EXTRAIT DE TEXTE:
==============================
Parmi les prérogatives exorbitantes visées, il y a notamment cette information privilégiée dont disposent les Safer auxquelles doivent être signalées toutes les transactions foncières rurales (sous peine de nullité de la transaction et d’une amende pouvant atteindre 2 % du prix du bien). Et bien sûr, l’exemption de droits de mutation, dont elles font profiter aux acquéreurs. «La Safer est devenue le premier marchand de biens de France, il suffit de se rendre sur leur portail Proprietes-rurales.com pour s’en rendre compte» , s’emporte Loïc Cantin, président de la Fnaim qui dénonce un «hold-up rural sur des recettes fiscales» . Selon lui, rien qu’en Bretagne, ce mécanisme prive la région de 150 millions d’euros de rentrées fiscales. Un mécanisme qui profite aux acheteurs même s’il versent à la Safer un commissionnement plutôt supérieur aux frais d’agence (de l’ordre de 7%).
==============================
Données de localisation de points sur image
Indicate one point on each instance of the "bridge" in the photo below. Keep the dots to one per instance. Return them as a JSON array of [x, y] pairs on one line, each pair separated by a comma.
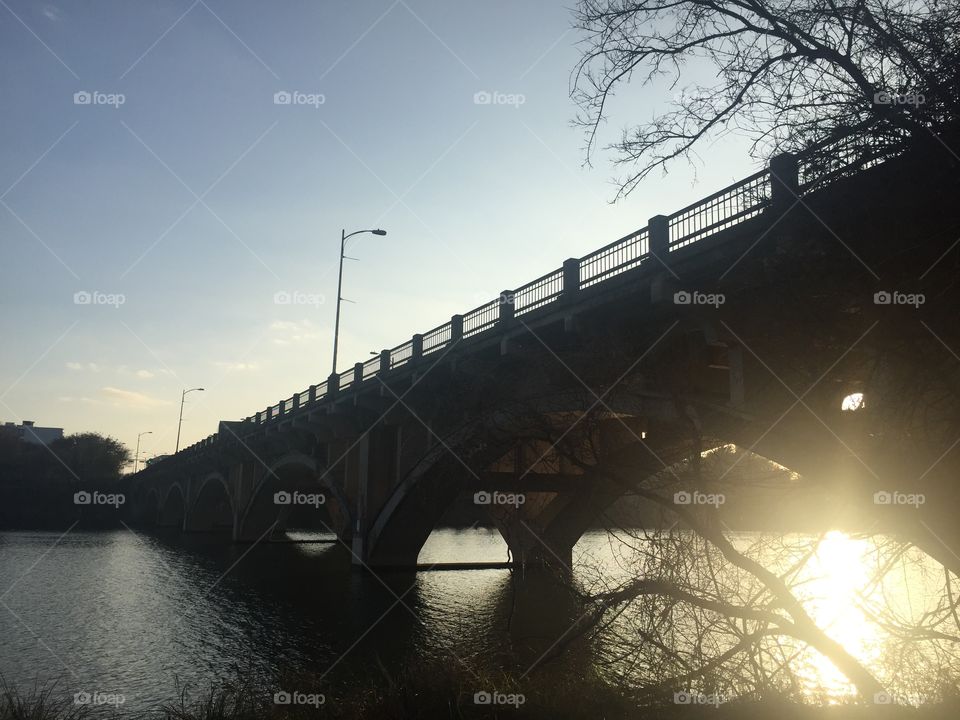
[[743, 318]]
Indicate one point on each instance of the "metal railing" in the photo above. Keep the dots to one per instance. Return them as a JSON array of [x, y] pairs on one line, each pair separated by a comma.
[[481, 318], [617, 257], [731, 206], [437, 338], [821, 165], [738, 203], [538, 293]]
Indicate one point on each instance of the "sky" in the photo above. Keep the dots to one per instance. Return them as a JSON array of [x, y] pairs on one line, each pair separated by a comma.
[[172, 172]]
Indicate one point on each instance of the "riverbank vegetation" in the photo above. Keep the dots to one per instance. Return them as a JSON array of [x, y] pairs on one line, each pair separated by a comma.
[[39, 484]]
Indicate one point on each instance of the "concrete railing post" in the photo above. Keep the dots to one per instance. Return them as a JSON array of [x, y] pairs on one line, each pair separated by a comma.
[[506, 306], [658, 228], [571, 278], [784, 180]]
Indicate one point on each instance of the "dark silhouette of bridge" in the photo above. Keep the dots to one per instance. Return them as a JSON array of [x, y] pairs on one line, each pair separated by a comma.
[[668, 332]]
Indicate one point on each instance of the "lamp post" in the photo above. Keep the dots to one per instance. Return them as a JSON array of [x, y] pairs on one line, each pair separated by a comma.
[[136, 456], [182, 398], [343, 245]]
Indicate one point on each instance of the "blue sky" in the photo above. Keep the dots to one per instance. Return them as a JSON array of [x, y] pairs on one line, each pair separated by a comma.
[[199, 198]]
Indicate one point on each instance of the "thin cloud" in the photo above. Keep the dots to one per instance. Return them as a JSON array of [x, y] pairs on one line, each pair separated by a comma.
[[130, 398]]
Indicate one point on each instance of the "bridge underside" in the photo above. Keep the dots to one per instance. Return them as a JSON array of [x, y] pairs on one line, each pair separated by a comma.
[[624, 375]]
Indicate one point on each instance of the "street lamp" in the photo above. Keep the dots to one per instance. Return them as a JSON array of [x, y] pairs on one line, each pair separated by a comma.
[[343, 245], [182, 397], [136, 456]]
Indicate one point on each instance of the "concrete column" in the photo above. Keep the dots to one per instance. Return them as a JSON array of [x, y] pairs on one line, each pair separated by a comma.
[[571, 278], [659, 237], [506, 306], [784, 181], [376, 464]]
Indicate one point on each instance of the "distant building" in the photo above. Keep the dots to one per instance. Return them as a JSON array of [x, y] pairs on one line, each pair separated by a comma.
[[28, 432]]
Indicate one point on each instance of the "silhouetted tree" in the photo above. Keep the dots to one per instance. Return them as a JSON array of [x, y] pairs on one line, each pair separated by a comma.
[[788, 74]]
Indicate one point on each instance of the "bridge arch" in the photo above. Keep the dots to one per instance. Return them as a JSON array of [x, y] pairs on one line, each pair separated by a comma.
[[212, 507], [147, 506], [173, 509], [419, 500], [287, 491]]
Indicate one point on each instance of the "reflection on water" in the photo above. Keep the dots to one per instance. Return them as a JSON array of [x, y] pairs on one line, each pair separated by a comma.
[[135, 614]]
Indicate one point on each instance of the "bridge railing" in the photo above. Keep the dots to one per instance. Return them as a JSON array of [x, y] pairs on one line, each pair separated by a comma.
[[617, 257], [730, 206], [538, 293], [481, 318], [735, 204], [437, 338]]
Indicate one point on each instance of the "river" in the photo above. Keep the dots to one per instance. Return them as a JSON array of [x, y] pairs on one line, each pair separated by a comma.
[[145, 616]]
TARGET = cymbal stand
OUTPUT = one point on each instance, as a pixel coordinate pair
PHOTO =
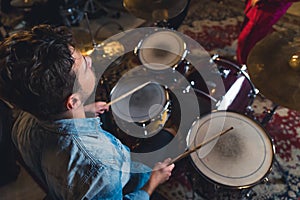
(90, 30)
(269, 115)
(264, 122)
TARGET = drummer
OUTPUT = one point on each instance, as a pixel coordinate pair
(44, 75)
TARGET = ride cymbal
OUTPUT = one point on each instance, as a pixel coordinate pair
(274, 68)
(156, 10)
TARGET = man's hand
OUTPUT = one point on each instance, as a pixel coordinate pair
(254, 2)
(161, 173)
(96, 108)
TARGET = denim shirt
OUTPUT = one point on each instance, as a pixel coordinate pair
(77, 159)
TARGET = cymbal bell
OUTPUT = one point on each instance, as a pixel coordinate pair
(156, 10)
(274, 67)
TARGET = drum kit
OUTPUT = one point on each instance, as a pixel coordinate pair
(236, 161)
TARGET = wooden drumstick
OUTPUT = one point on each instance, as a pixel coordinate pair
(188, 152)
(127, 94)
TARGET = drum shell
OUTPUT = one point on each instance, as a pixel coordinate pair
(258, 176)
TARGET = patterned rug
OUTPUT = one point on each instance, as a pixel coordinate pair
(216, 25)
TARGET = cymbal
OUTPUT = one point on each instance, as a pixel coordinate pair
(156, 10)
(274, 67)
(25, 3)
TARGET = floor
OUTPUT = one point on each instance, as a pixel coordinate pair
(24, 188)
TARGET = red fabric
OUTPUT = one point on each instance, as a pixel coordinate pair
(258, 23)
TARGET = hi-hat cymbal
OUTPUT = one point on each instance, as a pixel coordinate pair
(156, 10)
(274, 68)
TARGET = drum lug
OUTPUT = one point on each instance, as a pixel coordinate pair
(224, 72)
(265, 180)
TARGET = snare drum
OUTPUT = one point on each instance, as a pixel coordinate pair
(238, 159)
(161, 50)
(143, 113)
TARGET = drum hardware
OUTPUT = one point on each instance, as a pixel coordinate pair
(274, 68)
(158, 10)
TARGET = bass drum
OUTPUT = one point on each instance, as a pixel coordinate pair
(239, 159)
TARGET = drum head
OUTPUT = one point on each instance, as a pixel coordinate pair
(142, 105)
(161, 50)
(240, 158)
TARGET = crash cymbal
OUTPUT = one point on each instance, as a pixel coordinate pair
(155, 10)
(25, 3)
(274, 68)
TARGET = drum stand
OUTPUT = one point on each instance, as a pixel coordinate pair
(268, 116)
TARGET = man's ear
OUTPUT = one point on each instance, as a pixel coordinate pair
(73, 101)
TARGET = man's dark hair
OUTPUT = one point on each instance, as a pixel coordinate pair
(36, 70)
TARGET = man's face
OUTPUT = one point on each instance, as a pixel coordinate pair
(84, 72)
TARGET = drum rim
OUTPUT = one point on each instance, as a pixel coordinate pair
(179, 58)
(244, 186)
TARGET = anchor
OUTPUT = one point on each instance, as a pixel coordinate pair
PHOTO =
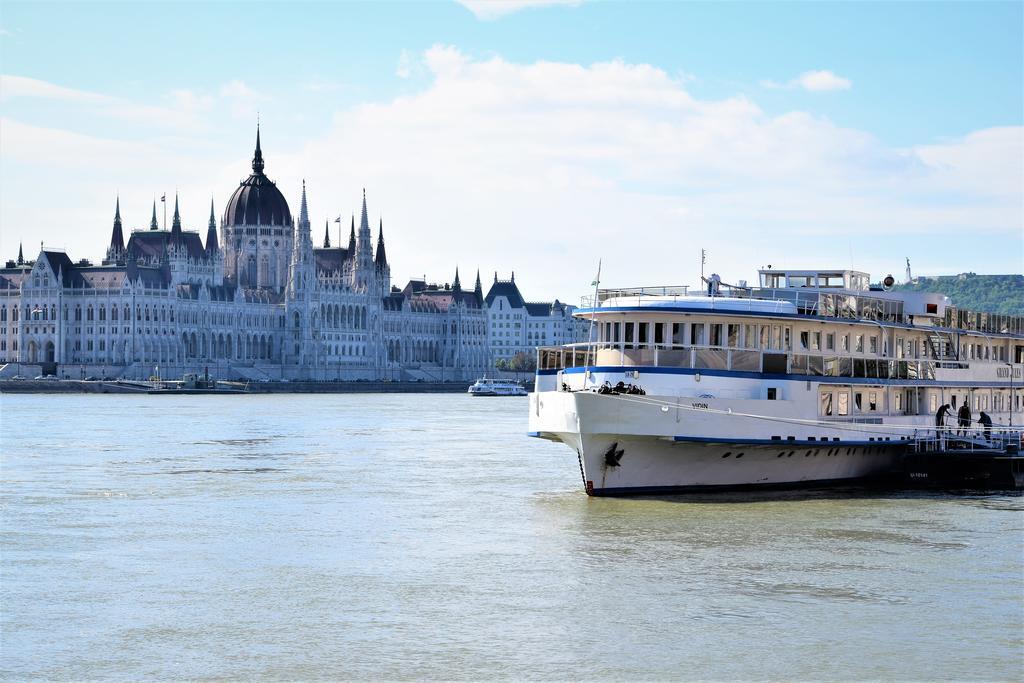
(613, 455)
==============================
PROBLÈMES À RÉSOUDRE:
a) Dans l'extrait sur les Safer, de combien de rentrées fiscales ce mécanisme prive-t-il la Bretagne, selon Loïc Cantin ?
b) Relevez dans l'extrait sur les Safer le passage qui va de « Parmi les prérogatives » jusqu'à « l’ordre de 7%). ».
Ces données ne sont pas utiles pour faire les exercices.

CORRIGÉ PAR EXERCICE:
a) 150 millions d'euros.

b)
Parmi les prérogatives exorbitantes visées, il y a notamment cette information privilégiée dont disposent les Safer auxquelles doivent être signalées toutes les transactions foncières rurales (sous peine de nullité de la transaction et d’une amende pouvant atteindre 2 % du prix du bien). Et bien sûr, l’exemption de droits de mutation, dont elles font profiter aux acquéreurs. «La Safer est devenue le premier marchand de biens de France, il suffit de se rendre sur leur portail Proprietes-rurales.com pour s’en rendre compte» , s’emporte Loïc Cantin, président de la Fnaim qui dénonce un «hold-up rural sur des recettes fiscales» . Selon lui, rien qu’en Bretagne, ce mécanisme prive la région de 150 millions d’euros de rentrées fiscales. Un mécanisme qui profite aux acheteurs même s’il versent à la Safer un commissionnement plutôt supérieur aux frais d’agence (de l’ordre de 7%).